* Exercise inputs:
============

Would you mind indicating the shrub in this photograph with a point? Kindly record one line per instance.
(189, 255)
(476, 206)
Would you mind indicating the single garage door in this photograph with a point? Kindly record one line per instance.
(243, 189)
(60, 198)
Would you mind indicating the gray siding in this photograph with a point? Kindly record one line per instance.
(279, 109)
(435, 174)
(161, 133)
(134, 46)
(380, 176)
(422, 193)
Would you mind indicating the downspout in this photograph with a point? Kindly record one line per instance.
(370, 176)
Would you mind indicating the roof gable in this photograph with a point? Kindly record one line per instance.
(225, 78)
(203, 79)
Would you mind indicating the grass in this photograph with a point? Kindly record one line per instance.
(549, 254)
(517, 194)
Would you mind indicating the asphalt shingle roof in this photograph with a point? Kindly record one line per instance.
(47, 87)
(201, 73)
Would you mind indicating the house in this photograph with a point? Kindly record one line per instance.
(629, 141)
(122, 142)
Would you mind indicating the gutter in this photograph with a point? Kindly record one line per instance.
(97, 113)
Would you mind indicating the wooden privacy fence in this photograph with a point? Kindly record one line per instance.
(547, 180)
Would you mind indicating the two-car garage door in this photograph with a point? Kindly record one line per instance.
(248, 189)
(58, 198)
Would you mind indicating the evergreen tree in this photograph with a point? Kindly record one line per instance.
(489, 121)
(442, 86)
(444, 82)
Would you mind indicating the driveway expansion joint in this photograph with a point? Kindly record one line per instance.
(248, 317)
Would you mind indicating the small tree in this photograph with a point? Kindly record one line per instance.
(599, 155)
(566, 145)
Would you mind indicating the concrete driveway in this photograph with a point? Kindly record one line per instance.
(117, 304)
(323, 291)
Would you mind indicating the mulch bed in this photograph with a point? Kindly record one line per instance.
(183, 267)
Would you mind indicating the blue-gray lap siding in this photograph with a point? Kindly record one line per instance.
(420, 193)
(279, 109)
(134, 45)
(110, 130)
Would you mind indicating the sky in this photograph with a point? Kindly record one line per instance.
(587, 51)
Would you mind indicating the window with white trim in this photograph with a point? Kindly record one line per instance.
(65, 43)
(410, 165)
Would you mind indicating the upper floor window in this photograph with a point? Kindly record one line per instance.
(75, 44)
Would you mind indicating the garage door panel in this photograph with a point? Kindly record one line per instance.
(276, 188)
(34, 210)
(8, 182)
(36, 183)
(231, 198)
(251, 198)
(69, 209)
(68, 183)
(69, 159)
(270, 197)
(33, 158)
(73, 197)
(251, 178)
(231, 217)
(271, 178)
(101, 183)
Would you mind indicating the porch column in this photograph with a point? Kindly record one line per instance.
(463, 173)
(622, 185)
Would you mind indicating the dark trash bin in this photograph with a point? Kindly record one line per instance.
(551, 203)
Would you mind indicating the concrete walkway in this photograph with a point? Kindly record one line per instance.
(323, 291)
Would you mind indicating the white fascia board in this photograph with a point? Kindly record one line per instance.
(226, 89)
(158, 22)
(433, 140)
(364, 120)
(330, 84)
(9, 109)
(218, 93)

============

* Problem description: Starting at the line that contains "Would you mind indicating the blue-gray", write out every line to the end of the entries, exactly as given.

* Reply:
Would you mind indicating the blue-gray lap siding in this photograph with a point? Kindly record one line per instance.
(420, 193)
(279, 109)
(134, 45)
(110, 130)
Would you mind indicating the sky in this photograph with a point? Kindly record one line per instance.
(587, 51)
Would you mind indicating the window with white trim in this photograph with a point? Kindly record one line per instance.
(65, 43)
(410, 165)
Would you mind indicating the upper floor window in this photograph with a point? Kindly record one line per instance.
(75, 44)
Would you mind indicating the garage door panel in this photograph with a point? Kindly record one line per instance.
(276, 188)
(34, 210)
(8, 182)
(36, 183)
(231, 198)
(251, 198)
(69, 209)
(68, 183)
(69, 159)
(270, 197)
(33, 158)
(73, 197)
(251, 178)
(231, 217)
(271, 178)
(101, 183)
Would you mind indicating the porch column in this photograph with a point? Kindly record one line per instance.
(463, 173)
(622, 185)
Would you mind indicating the dark trash bin in this photograph with a point? Kindly record one line per instance.
(551, 203)
Would you mind indicating the concrete walkway in this photograph with a point? Kindly record one line per instance.
(323, 291)
Would you mind indicating the white fascia board in this photograph with a point? Kindly record one line per instance.
(226, 89)
(158, 22)
(433, 140)
(364, 120)
(330, 84)
(9, 109)
(218, 93)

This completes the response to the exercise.